INSTRUCTIONS TO FOLLOW -
Write out every line of the data below as a numbered list, omitting any blank lines.

SUPPLIED MATERIAL -
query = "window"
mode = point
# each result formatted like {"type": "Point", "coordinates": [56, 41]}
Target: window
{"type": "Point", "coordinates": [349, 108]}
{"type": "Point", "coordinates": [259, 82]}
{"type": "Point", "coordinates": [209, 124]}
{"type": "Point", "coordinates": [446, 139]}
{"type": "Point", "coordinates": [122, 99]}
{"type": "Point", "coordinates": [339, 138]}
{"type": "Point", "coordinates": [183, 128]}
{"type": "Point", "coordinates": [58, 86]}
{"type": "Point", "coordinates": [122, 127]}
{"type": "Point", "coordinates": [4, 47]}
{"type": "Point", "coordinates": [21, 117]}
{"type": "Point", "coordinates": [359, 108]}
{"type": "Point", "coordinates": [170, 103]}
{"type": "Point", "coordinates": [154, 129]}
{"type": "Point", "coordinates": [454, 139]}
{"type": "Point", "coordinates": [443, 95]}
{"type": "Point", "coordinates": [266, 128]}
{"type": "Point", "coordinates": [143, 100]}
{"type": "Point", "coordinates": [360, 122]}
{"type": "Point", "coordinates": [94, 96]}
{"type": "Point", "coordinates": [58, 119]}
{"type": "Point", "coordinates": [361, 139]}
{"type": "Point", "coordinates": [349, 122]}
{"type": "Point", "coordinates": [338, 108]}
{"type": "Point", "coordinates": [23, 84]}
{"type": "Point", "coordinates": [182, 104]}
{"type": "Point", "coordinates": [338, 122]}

TASK OUTPUT -
1. query = "window"
2. mode = point
3. # each result formatted like {"type": "Point", "coordinates": [56, 41]}
4. Target: window
5. {"type": "Point", "coordinates": [349, 108]}
6. {"type": "Point", "coordinates": [259, 82]}
7. {"type": "Point", "coordinates": [209, 124]}
8. {"type": "Point", "coordinates": [446, 139]}
9. {"type": "Point", "coordinates": [122, 99]}
10. {"type": "Point", "coordinates": [339, 138]}
11. {"type": "Point", "coordinates": [183, 128]}
12. {"type": "Point", "coordinates": [58, 86]}
13. {"type": "Point", "coordinates": [122, 127]}
14. {"type": "Point", "coordinates": [4, 47]}
15. {"type": "Point", "coordinates": [21, 117]}
16. {"type": "Point", "coordinates": [359, 108]}
17. {"type": "Point", "coordinates": [170, 103]}
18. {"type": "Point", "coordinates": [154, 129]}
19. {"type": "Point", "coordinates": [454, 139]}
20. {"type": "Point", "coordinates": [443, 95]}
21. {"type": "Point", "coordinates": [266, 128]}
22. {"type": "Point", "coordinates": [143, 100]}
23. {"type": "Point", "coordinates": [360, 122]}
24. {"type": "Point", "coordinates": [94, 96]}
25. {"type": "Point", "coordinates": [58, 119]}
26. {"type": "Point", "coordinates": [361, 139]}
27. {"type": "Point", "coordinates": [349, 122]}
28. {"type": "Point", "coordinates": [338, 108]}
29. {"type": "Point", "coordinates": [23, 84]}
30. {"type": "Point", "coordinates": [182, 104]}
31. {"type": "Point", "coordinates": [338, 122]}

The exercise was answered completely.